Ce qu'il faut faire
Prolongez le texte sur la cueillette des plantes sauvages en reprenant juste après sa dernière phrase.

++++ Extrait choisi ++++

Vous êtes nombreux à me faire part du même problème : une fois que vous avez trouvé la plante que vous cherchiez, que vous l’avez identifiée et que vous savez l’utiliser… Vous n’osez pas la manger.
Parce que vous n’êtes pas 100% sûr que le site soit sain, parce que vous avez peur que ça vous rende malade…
C’est tout à fait normal !
Vous avez bien raison de vous interroger. Il y a naturellement du nitrate dans l’eau, l’air ou le sol. Néanmoins, lorsqu’on en trouve une grande quantité accumulée au même endroit, il vaut mieux passer son chemin.
Comment savoir si notre site de cueillette est sain ?
C’est difficile de jauger la qualité d’un sol… Quand on est dans son propre jardin, on sait bien quel engrais a été utilisé, et on peut cueillir les plantes qui y poussent les yeux fermés !

++++ Données fournies ++++

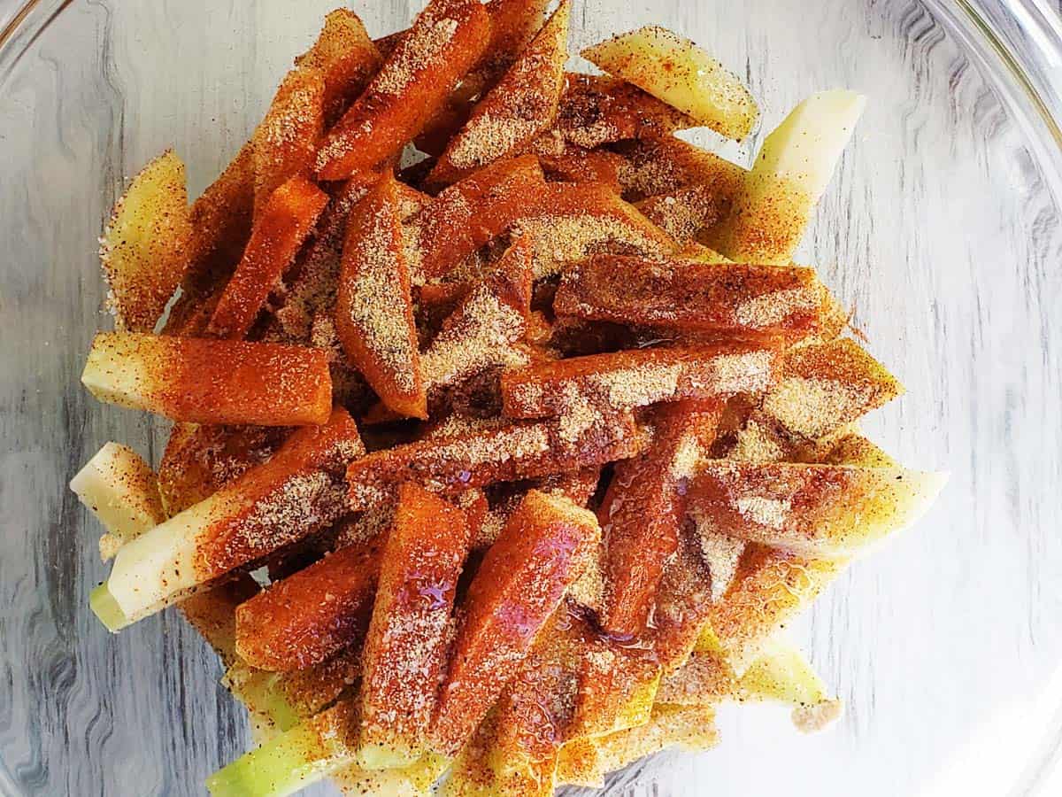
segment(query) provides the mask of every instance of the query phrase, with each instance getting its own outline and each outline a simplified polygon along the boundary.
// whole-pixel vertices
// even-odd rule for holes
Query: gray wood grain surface
[[[0,55],[0,793],[200,794],[249,744],[176,614],[110,637],[88,611],[99,530],[66,484],[107,440],[157,458],[165,428],[78,378],[108,324],[96,239],[123,181],[172,146],[202,190],[333,4],[41,0],[65,7]],[[419,3],[353,7],[384,33]],[[576,46],[650,21],[692,36],[767,128],[820,88],[871,95],[802,255],[908,388],[868,430],[952,472],[792,629],[846,701],[838,727],[731,707],[717,751],[666,753],[614,793],[1016,793],[1062,705],[1062,228],[1027,133],[918,2],[578,0],[573,21]]]

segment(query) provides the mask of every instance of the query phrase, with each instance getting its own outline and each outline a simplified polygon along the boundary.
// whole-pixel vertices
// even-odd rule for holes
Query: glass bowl
[[[202,794],[250,744],[179,616],[112,637],[88,611],[105,567],[67,481],[106,440],[157,459],[166,429],[96,404],[78,377],[109,323],[96,240],[123,181],[175,147],[202,190],[335,3],[0,0],[0,793]],[[419,4],[355,10],[382,34]],[[835,728],[802,736],[784,711],[729,707],[718,750],[664,753],[611,792],[1062,793],[1049,784],[1062,730],[1055,12],[577,0],[573,45],[647,22],[742,74],[768,129],[821,88],[871,96],[801,259],[908,388],[870,434],[952,481],[790,629],[845,700]],[[747,163],[759,139],[726,154]]]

++++

Réponse
Mais c’est bien plus délicat de récolter des fleurs dans un endroit qu’on ne connaît pas… On ne sait pas ce que le sol a vécu auparavant et c’est plus difficile de juger la qualité de l’environnement.
Par chance, il existe des moyens rapides et simples pour se faire une idée de la qualité d’un champ.
En fait, en observant les plantes qui poussent naturellement dans un milieu, on peut se faire une bonne idée de la qualité et des caractéristiques d’un sol. Puisque chaque plante a un milieu de prédilection, la présence d’une plante nous renseigne sur les composants de la terre.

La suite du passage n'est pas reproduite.